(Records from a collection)

==============================

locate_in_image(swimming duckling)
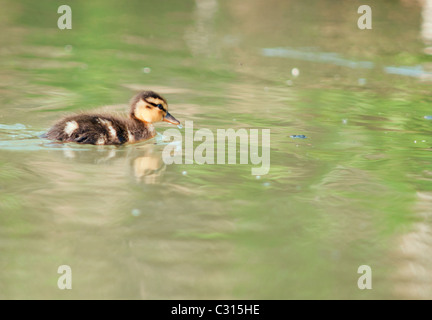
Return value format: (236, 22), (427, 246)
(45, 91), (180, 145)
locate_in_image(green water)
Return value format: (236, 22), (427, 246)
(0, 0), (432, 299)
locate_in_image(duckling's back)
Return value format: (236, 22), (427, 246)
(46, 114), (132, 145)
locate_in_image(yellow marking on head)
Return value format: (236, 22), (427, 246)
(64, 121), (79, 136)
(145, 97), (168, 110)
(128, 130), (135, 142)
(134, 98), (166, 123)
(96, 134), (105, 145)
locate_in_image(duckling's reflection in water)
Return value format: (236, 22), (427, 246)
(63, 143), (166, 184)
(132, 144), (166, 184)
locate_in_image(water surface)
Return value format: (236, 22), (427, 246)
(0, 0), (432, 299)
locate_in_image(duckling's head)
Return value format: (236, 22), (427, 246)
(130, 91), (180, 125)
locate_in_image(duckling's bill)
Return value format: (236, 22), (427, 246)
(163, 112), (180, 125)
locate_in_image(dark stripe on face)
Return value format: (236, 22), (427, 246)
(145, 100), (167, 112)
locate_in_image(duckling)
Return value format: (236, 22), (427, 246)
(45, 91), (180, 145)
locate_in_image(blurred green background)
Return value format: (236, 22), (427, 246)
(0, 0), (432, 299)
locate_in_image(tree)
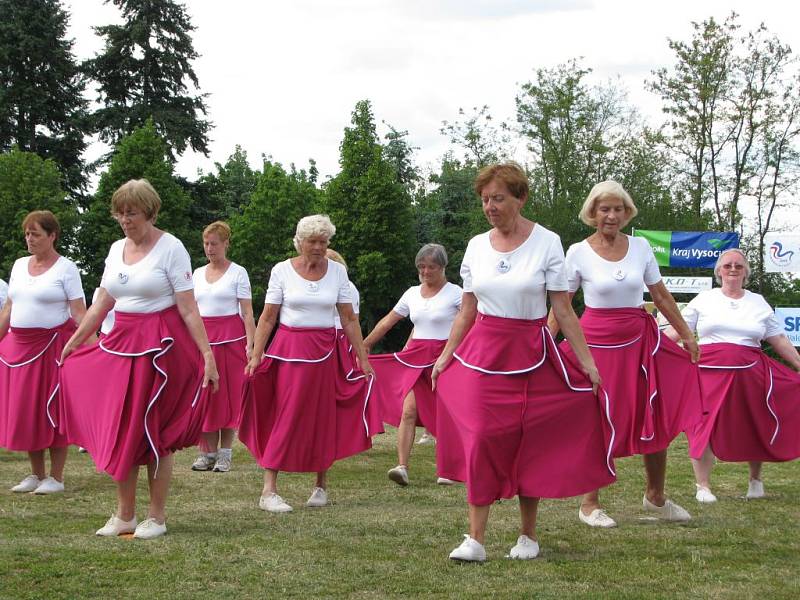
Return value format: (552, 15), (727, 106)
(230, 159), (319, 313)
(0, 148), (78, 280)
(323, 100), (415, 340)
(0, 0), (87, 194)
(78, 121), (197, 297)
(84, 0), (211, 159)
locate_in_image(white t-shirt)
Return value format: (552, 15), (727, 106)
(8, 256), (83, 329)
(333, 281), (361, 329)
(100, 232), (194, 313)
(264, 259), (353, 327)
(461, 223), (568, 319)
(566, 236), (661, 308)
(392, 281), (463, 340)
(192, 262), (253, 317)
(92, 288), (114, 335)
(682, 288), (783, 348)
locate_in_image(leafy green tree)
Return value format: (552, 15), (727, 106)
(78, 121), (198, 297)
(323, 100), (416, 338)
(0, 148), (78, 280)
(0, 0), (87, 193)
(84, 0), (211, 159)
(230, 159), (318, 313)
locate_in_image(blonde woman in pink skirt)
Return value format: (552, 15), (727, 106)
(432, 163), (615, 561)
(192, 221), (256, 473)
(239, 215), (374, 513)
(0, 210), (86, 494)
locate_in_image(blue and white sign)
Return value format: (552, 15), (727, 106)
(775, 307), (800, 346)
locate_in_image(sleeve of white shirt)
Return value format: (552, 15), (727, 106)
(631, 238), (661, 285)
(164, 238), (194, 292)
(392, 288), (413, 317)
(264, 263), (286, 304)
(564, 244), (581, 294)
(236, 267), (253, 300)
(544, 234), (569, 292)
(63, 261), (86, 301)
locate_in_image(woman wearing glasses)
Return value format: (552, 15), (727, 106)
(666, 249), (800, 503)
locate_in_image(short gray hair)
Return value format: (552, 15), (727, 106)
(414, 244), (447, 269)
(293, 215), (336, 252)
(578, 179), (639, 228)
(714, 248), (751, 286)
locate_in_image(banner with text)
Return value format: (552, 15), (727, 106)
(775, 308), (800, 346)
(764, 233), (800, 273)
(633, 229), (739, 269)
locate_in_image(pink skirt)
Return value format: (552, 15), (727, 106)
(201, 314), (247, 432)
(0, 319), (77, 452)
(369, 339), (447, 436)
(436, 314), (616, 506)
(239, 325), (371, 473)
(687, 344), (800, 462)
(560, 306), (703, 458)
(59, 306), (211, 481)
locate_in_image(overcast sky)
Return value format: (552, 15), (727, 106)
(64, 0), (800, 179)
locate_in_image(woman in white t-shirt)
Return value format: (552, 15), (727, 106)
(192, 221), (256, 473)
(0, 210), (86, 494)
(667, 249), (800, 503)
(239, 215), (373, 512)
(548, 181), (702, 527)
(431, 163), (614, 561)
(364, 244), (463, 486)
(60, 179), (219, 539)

==============================

• [GOAL]: Can you put every line of the data above into a Markdown table with columns named No. and Line, numbering the rows and leaving out any blank lines? Leave the pictures out of the table.

• [RESULT OF THIS EXERCISE]:
| No. | Line |
|---|---|
| 1 | locate_in_image(swimming duckling) |
| 2 | Return value format: (236, 22), (427, 246) |
| 3 | (45, 91), (180, 145) |
| 4 | locate_in_image(green water) |
| 5 | Return value format: (236, 22), (427, 246) |
| 6 | (0, 0), (432, 299) |
| 7 | locate_in_image(duckling's back) |
| 8 | Return value format: (236, 22), (427, 246) |
| 9 | (46, 114), (132, 145) |
| 10 | locate_in_image(yellow marking on head) |
| 11 | Return value format: (236, 22), (427, 246) |
| 12 | (64, 121), (79, 136) |
| 13 | (145, 97), (168, 110) |
| 14 | (128, 130), (135, 142) |
| 15 | (134, 98), (166, 123) |
| 16 | (96, 134), (105, 145) |
| 17 | locate_in_image(duckling's reflection in water) |
| 18 | Return value format: (236, 22), (427, 246) |
| 19 | (63, 143), (166, 184) |
| 20 | (132, 144), (166, 184) |
| 21 | locate_in_image(water surface) |
| 22 | Return value format: (236, 22), (427, 246) |
| 23 | (0, 0), (432, 299) |
| 24 | locate_in_image(duckling's head) |
| 25 | Return value format: (236, 22), (427, 246) |
| 26 | (130, 91), (180, 125) |
| 27 | locate_in_image(duckling's bill) |
| 28 | Return value format: (236, 22), (427, 246) |
| 29 | (163, 112), (180, 125) |
| 30 | locate_in_image(dark stripe on face) |
| 31 | Return value format: (236, 22), (427, 246) |
| 32 | (145, 100), (167, 112) |
| 33 | locate_in_image(duckling) |
| 34 | Return value format: (236, 22), (427, 246) |
| 35 | (45, 91), (180, 145) |
| 36 | locate_in_image(blurred green background) |
| 37 | Return value format: (236, 22), (427, 246) |
| 38 | (0, 0), (432, 299) |
| 39 | locate_in_image(tree) |
| 40 | Return value format: (552, 15), (727, 106) |
| 41 | (230, 159), (319, 313) |
| 42 | (0, 148), (78, 280) |
| 43 | (323, 100), (415, 340) |
| 44 | (0, 0), (87, 194) |
| 45 | (78, 121), (197, 297) |
| 46 | (84, 0), (211, 159) |
| 47 | locate_in_image(white t-shirt) |
| 48 | Return value format: (552, 15), (727, 106) |
| 49 | (8, 256), (83, 329) |
| 50 | (333, 281), (361, 329) |
| 51 | (100, 232), (194, 313) |
| 52 | (264, 259), (353, 327) |
| 53 | (461, 223), (568, 319) |
| 54 | (566, 236), (661, 308) |
| 55 | (392, 281), (463, 340) |
| 56 | (192, 262), (253, 317) |
| 57 | (92, 288), (114, 335) |
| 58 | (682, 288), (783, 348) |
| 59 | locate_in_image(leafy green tree) |
| 60 | Return value format: (552, 15), (727, 106) |
| 61 | (78, 121), (198, 297) |
| 62 | (323, 100), (416, 338) |
| 63 | (0, 148), (78, 280) |
| 64 | (0, 0), (87, 193) |
| 65 | (84, 0), (211, 159) |
| 66 | (230, 159), (318, 313) |
| 67 | locate_in_image(blonde woman in pink skirt) |
| 68 | Return value format: (552, 15), (727, 106) |
| 69 | (432, 163), (615, 561) |
| 70 | (192, 221), (256, 473) |
| 71 | (239, 215), (374, 513) |
| 72 | (0, 210), (86, 494) |
| 73 | locate_in_image(blue and white sign) |
| 74 | Return value format: (552, 15), (727, 106) |
| 75 | (775, 307), (800, 346) |
| 76 | locate_in_image(sleeve of white shirt) |
| 77 | Return value format: (552, 15), (727, 106) |
| 78 | (631, 238), (661, 285) |
| 79 | (164, 238), (194, 292) |
| 80 | (392, 288), (413, 317) |
| 81 | (264, 263), (286, 304) |
| 82 | (564, 244), (581, 294) |
| 83 | (236, 267), (253, 300) |
| 84 | (544, 234), (569, 292) |
| 85 | (63, 261), (86, 301) |
| 86 | locate_in_image(woman wearing glasses) |
| 87 | Return value format: (552, 15), (727, 106) |
| 88 | (666, 249), (800, 503) |
| 89 | locate_in_image(short gray hair) |
| 90 | Return value format: (552, 15), (727, 106) |
| 91 | (414, 244), (447, 269) |
| 92 | (293, 215), (336, 252) |
| 93 | (578, 179), (639, 228) |
| 94 | (714, 248), (751, 286) |
| 95 | locate_in_image(banner with text) |
| 96 | Return value format: (552, 15), (727, 106) |
| 97 | (775, 308), (800, 346) |
| 98 | (764, 233), (800, 273) |
| 99 | (633, 229), (739, 269) |
| 100 | locate_in_image(pink skirt) |
| 101 | Return value format: (552, 15), (727, 106) |
| 102 | (201, 314), (247, 432) |
| 103 | (0, 319), (77, 452) |
| 104 | (369, 339), (447, 436) |
| 105 | (436, 314), (616, 506) |
| 106 | (239, 325), (371, 473) |
| 107 | (687, 344), (800, 462) |
| 108 | (560, 306), (703, 458) |
| 109 | (59, 306), (211, 481) |
| 110 | locate_in_image(overcast sky) |
| 111 | Return value format: (552, 15), (727, 106) |
| 112 | (64, 0), (800, 179) |
| 113 | locate_in_image(woman in white t-shirt) |
| 114 | Return value format: (552, 15), (727, 106) |
| 115 | (192, 221), (256, 473) |
| 116 | (0, 210), (86, 494) |
| 117 | (667, 249), (800, 503) |
| 118 | (239, 215), (373, 512) |
| 119 | (548, 181), (702, 527) |
| 120 | (431, 163), (614, 561) |
| 121 | (364, 244), (463, 486) |
| 122 | (60, 179), (219, 539) |